(WORK INSTRUCTIONS)
Exactly as written, reproduce all of the entries.

Free-text object descriptions
▼
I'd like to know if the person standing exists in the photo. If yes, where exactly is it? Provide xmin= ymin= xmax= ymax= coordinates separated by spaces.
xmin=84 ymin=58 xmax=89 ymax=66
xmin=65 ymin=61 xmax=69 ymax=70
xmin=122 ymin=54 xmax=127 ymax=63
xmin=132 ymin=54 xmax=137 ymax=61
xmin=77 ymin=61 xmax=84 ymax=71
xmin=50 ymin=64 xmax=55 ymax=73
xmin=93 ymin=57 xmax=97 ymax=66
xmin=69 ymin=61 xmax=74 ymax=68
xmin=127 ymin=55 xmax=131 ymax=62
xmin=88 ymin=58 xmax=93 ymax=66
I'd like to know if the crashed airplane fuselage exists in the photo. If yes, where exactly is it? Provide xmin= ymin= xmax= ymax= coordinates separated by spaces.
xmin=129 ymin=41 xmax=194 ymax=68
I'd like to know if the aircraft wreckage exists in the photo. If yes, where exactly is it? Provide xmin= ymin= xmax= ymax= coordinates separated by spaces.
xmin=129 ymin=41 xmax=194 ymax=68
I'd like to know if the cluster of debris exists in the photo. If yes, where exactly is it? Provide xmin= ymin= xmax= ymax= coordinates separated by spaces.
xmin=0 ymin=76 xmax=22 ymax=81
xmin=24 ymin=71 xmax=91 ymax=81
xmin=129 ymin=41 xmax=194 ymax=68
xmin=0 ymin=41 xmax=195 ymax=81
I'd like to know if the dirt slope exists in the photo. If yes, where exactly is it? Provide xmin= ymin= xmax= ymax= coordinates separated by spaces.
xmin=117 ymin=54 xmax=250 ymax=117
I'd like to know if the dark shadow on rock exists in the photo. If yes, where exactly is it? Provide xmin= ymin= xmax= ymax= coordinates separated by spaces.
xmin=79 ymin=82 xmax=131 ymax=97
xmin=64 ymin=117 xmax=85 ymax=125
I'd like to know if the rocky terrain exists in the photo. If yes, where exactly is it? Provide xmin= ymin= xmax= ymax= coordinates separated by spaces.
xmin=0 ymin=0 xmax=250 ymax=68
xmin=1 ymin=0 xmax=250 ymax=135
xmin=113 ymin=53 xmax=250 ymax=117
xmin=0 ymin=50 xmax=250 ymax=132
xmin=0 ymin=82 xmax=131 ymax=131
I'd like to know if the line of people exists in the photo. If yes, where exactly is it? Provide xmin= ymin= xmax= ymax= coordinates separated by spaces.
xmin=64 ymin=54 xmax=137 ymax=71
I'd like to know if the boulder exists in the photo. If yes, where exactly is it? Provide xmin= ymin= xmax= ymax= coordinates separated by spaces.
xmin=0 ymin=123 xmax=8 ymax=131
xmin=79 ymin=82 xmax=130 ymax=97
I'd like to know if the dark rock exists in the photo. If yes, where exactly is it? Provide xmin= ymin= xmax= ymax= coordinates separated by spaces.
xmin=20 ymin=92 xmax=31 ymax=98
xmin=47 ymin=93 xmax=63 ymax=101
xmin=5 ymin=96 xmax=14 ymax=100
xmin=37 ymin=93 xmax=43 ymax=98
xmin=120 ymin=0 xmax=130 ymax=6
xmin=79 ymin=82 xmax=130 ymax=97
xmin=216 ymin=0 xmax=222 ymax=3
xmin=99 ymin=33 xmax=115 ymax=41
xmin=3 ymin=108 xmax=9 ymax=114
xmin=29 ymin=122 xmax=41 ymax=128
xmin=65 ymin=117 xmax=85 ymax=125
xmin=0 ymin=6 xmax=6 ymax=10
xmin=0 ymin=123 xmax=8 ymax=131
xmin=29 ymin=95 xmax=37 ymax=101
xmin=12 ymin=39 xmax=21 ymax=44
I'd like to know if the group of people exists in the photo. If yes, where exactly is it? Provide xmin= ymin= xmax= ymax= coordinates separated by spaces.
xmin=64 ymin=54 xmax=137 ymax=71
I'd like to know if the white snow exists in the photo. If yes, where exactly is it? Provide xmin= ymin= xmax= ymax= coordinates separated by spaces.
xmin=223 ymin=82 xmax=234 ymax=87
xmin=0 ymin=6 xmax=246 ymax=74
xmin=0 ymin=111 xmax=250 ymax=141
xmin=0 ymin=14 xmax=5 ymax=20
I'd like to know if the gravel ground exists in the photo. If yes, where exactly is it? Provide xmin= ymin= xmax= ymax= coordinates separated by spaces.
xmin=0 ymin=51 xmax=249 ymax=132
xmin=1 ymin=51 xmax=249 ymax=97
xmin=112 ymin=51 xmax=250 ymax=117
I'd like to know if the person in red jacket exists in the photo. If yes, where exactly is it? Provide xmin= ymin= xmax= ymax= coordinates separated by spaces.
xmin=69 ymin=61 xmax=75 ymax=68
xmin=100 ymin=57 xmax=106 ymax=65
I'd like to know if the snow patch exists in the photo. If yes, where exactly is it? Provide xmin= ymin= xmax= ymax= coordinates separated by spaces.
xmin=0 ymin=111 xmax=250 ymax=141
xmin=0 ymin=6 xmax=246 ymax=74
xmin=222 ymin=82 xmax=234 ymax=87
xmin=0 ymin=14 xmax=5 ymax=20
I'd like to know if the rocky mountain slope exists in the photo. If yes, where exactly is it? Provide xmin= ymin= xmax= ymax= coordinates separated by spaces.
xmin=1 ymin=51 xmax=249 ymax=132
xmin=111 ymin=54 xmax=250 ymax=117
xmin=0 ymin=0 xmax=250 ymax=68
▲
(RESPONSE TO THIS EXERCISE)
I'd like to know if the person standing exists in the photo. If yes, where exactly is it? Provide xmin= ymin= xmax= ymax= coordinates separated by spaces.
xmin=84 ymin=58 xmax=89 ymax=66
xmin=65 ymin=61 xmax=69 ymax=70
xmin=122 ymin=54 xmax=127 ymax=63
xmin=132 ymin=54 xmax=137 ymax=61
xmin=77 ymin=61 xmax=84 ymax=71
xmin=50 ymin=64 xmax=55 ymax=73
xmin=93 ymin=57 xmax=97 ymax=66
xmin=69 ymin=61 xmax=74 ymax=68
xmin=127 ymin=55 xmax=131 ymax=62
xmin=88 ymin=58 xmax=93 ymax=66
I'd like to know if the crashed airplane fuselage exists in the photo. If yes, where exactly is it? Provide xmin= ymin= xmax= ymax= coordinates separated by spaces.
xmin=129 ymin=41 xmax=194 ymax=68
I'd like to know if the aircraft wreckage exists in the photo. If yes, where exactly is it? Provide xmin= ymin= xmax= ymax= coordinates separated by spaces.
xmin=129 ymin=41 xmax=194 ymax=68
I'd like to know if the cluster of debris exists in the photo. If yes, where exactly is it? Provide xmin= ymin= xmax= ymax= coordinates separated by spaces.
xmin=0 ymin=76 xmax=22 ymax=81
xmin=24 ymin=71 xmax=91 ymax=81
xmin=129 ymin=41 xmax=194 ymax=68
xmin=0 ymin=41 xmax=195 ymax=81
I'd like to know if the dirt slope exists in the photo. If yes, where exactly is it? Provide xmin= ymin= xmax= ymax= coordinates separated by spaces.
xmin=117 ymin=54 xmax=250 ymax=117
I'd like to know if the dark shadow on rock exists in the photo. If yes, where exactly is it? Provide xmin= ymin= xmax= ymax= coordinates separated by spaces.
xmin=79 ymin=82 xmax=131 ymax=97
xmin=64 ymin=117 xmax=85 ymax=125
I'd like to know if the rocky terrain exists in the photo. If yes, where exactly is it? Provide xmin= ymin= xmax= ymax= coordinates separated by spaces.
xmin=0 ymin=0 xmax=250 ymax=68
xmin=1 ymin=0 xmax=250 ymax=135
xmin=113 ymin=53 xmax=250 ymax=117
xmin=0 ymin=50 xmax=250 ymax=132
xmin=0 ymin=82 xmax=131 ymax=131
I'd like to know if the line of people exists in the photo. If yes, where exactly is it? Provide xmin= ymin= xmax= ymax= coordinates separated by spaces.
xmin=64 ymin=54 xmax=137 ymax=71
I'd like to know if the boulder exists in the photo. If yes, where exactly is it? Provide xmin= ymin= xmax= ymax= coordinates separated by spaces.
xmin=0 ymin=123 xmax=8 ymax=131
xmin=79 ymin=82 xmax=130 ymax=97
I'd like to know if the dark rock exists in the photo. If yes, where exactly is it? Provide xmin= ymin= xmax= ymax= coordinates separated by spaces.
xmin=20 ymin=92 xmax=31 ymax=98
xmin=47 ymin=93 xmax=63 ymax=101
xmin=5 ymin=96 xmax=14 ymax=100
xmin=37 ymin=93 xmax=43 ymax=98
xmin=120 ymin=0 xmax=130 ymax=6
xmin=79 ymin=82 xmax=130 ymax=97
xmin=216 ymin=0 xmax=222 ymax=3
xmin=99 ymin=33 xmax=115 ymax=41
xmin=3 ymin=108 xmax=9 ymax=114
xmin=29 ymin=122 xmax=41 ymax=128
xmin=65 ymin=117 xmax=85 ymax=125
xmin=0 ymin=6 xmax=6 ymax=10
xmin=0 ymin=123 xmax=8 ymax=131
xmin=29 ymin=95 xmax=37 ymax=101
xmin=12 ymin=39 xmax=21 ymax=44
I'd like to know if the group of people exists in the photo. If yes, where exactly is it? Provide xmin= ymin= xmax= ymax= coordinates separated by spaces.
xmin=64 ymin=54 xmax=137 ymax=71
I'd like to know if the white snow exists in the photo. If yes, where exactly is it? Provide xmin= ymin= xmax= ymax= coordinates separated by spaces.
xmin=223 ymin=82 xmax=234 ymax=87
xmin=0 ymin=6 xmax=246 ymax=74
xmin=0 ymin=111 xmax=250 ymax=141
xmin=0 ymin=14 xmax=5 ymax=20
I'd like to know if the gravel ground exists in the photo. If yes, where exactly is it? Provide xmin= ymin= xmax= ymax= coordinates separated by spaces.
xmin=0 ymin=51 xmax=249 ymax=132
xmin=1 ymin=51 xmax=249 ymax=97
xmin=112 ymin=51 xmax=250 ymax=117
I'd like to know if the person in red jacket exists in the photo. If yes, where exactly is it? Provide xmin= ymin= xmax= ymax= coordinates separated by spaces.
xmin=69 ymin=61 xmax=75 ymax=68
xmin=100 ymin=57 xmax=106 ymax=65
I'd like to know if the snow patch exists in the photo. If yes, where exactly is it? Provide xmin= ymin= xmax= ymax= coordinates separated by spaces.
xmin=0 ymin=111 xmax=250 ymax=141
xmin=0 ymin=6 xmax=246 ymax=74
xmin=222 ymin=82 xmax=234 ymax=87
xmin=0 ymin=14 xmax=5 ymax=20
I'd like to know if the rocky mountain slope exists in the photo. If yes, where exactly is it? Provide xmin= ymin= xmax= ymax= coordinates separated by spaces.
xmin=1 ymin=51 xmax=249 ymax=132
xmin=111 ymin=54 xmax=250 ymax=117
xmin=0 ymin=0 xmax=250 ymax=68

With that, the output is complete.